*** Excerpt Section Begins ***

Coalition members are speaking out about the dangers of increased visitation at national parks, despite the Centers for Disease Control’s (CDC) recommendations about social distancing. Numerous parks across the country have seen an increase in visitation since the Secretary of the Interior waived entrance fees in parks. “We should not be encouraging more visitation to our national parks. It is irresponsible to urge people to visit national park sites when gathering at other public spaces is no longer considered safe,” says Coalition Chair Phil Francis.
Coalition member and retired park superintendent Joan Anzelmo spoke with High Country News, saying “it is mind-boggling that an official with responsibility for all of the public lands that fall underneath the Interior is willing to risk his workforce to spin a message that everything is great, go to a national park.”
Mark Butler, a Coalition member and retired superintendent of Joshua Tree, spoke with USAToday, about the tendency of visitors to congregate in the same places in national parks. “The visitors, a majority of them, do not typically venture beyond those standard, iconic destinations,” Butler said. He added the national park system is chronically underfunded and even in the best of times park staff is stretched thin. “Parks are already at a disadvantage,” Butler said. “I would have to say encouraging additional visitation at this point in time … is going to be challenging.
Backpacker Magazine interviewed Coalition member Doug Morris about the jump in visitation at some national parks. “I think there is concern that [NPS employees] are being unnecessarily required to deal with the public in ways that go beyond what the CDC recommends and what most local and state officials recommend,” Morris said. “Keeping the parks open requires that they continue business as usual at a time when it’s not business as usual.”

*** Excerpt Section Ends ***
*** Data provided Section Begins ***

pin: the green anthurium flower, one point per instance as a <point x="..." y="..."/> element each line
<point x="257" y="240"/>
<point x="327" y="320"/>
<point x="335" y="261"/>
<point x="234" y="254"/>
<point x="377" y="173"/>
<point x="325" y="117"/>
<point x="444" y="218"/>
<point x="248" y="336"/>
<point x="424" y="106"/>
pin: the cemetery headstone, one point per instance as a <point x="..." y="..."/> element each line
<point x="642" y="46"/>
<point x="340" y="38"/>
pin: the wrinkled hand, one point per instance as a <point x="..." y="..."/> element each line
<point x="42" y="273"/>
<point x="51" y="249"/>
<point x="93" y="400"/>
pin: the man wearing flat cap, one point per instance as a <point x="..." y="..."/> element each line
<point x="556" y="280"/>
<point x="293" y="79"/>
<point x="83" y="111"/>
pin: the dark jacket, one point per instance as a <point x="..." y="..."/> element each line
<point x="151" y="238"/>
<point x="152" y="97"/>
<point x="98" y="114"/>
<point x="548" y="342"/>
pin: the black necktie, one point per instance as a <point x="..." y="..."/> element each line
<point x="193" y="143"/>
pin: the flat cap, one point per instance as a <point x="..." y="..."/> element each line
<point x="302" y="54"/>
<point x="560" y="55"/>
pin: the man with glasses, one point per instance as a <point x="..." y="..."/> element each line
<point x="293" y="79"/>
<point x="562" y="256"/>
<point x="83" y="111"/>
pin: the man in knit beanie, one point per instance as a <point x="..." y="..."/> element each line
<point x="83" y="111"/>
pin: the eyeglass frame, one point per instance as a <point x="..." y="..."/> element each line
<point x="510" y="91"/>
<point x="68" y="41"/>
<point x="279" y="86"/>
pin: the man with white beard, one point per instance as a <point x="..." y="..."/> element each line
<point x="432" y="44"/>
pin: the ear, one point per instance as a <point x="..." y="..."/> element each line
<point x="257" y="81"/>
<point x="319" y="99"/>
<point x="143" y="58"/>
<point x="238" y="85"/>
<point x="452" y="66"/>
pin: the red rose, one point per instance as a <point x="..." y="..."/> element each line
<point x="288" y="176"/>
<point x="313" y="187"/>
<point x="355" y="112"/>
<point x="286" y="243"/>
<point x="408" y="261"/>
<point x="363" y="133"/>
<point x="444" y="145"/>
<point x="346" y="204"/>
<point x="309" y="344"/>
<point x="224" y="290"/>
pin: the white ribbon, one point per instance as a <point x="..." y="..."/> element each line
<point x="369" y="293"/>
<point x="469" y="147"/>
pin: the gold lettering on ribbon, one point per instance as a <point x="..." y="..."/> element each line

*** Data provided Section Ends ***

- Work required
In the excerpt on national park visitation, which publication interviewed Doug Morris?

- Result
Backpacker Magazine interviewed Doug Morris.